===== Input records

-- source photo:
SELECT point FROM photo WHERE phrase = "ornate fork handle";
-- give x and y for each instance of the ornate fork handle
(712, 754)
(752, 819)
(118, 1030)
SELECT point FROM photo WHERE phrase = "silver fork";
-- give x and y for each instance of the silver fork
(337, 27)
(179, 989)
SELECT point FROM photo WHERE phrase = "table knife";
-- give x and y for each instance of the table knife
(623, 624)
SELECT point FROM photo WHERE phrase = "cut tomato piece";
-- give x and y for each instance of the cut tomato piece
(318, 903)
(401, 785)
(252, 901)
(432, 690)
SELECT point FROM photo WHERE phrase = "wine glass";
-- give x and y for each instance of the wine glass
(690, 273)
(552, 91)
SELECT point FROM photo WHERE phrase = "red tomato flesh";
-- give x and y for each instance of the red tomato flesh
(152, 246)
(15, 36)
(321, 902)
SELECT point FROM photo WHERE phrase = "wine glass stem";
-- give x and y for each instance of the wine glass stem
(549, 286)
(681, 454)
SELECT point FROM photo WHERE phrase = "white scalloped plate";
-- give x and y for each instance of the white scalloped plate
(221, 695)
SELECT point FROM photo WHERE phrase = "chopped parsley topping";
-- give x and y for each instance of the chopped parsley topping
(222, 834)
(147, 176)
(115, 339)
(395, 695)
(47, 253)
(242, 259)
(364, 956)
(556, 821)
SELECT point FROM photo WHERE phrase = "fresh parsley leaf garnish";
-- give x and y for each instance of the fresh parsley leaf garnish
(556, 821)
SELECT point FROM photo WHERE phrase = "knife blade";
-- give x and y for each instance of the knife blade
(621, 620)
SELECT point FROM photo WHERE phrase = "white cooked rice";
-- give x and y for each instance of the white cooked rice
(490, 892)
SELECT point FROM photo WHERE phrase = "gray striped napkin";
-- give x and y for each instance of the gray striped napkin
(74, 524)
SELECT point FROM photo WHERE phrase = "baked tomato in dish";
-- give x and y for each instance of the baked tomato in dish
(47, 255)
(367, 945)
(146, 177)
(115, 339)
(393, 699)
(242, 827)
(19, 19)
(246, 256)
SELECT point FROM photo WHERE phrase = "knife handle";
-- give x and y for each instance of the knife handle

==========

** Set exercise **
Copy every line of the material, please, keeping it exactly the same.

** Full response **
-- source photo:
SELECT point FROM photo WHERE phrase = "ornate fork handle";
-- give x and y for each instance of the ornate fork handle
(712, 754)
(752, 819)
(118, 1030)
SELECT point FROM photo WHERE phrase = "silver fork";
-- give x and y for each instance of the silver fork
(337, 27)
(179, 989)
SELECT point FROM photo WHERE phrase = "table knife";
-- give x and y for each instance of the table knife
(623, 624)
SELECT point FROM photo WHERE phrase = "cut tomato piece";
-- give x and y for each instance of the cut tomato piece
(318, 903)
(401, 785)
(252, 901)
(432, 690)
SELECT point FROM photo WHERE phrase = "wine glass";
-- give x and y for each instance of the wine glass
(690, 273)
(552, 91)
SELECT point FROM photo WHERE phrase = "red tomato flesh";
-- give x and y for each instance of the red tomato flesh
(152, 246)
(15, 36)
(321, 902)
SELECT point FROM photo WHERE phrase = "wine glass stem";
-- give x and y for each instance of the wine glass stem
(549, 286)
(681, 454)
SELECT point FROM photo WHERE phrase = "white scalloped plate";
-- give x and y for each instance of the white scalloped plate
(221, 695)
SELECT point FROM photo WHERE phrase = "chopped parsley topping";
-- give x and y for each instance of the chopped parsley topping
(222, 834)
(147, 176)
(115, 339)
(395, 695)
(47, 253)
(242, 259)
(364, 956)
(556, 821)
SELECT point FROM photo WHERE phrase = "fresh parsley leaf garnish";
-- give x and y for each instance of the fresh parsley leaf garnish
(556, 821)
SELECT point FROM photo WHERE phrase = "knife blade";
-- give x and y for each instance of the knife blade
(621, 620)
SELECT point FROM photo WHERE phrase = "white cooked rice";
-- give x and y for each instance of the white cooked rice
(490, 892)
SELECT point FROM photo WHERE phrase = "gray striped napkin";
-- give x and y for each instance of the gray striped napkin
(74, 524)
SELECT point FROM photo WHERE phrase = "baked tomato in dish";
-- give x and y for each instance of the baked tomato in dish
(47, 255)
(367, 945)
(146, 177)
(115, 339)
(393, 699)
(242, 827)
(19, 19)
(246, 256)
SELECT point FROM photo WHERE phrase = "knife handle";
-- give x and y for each instance of the knife handle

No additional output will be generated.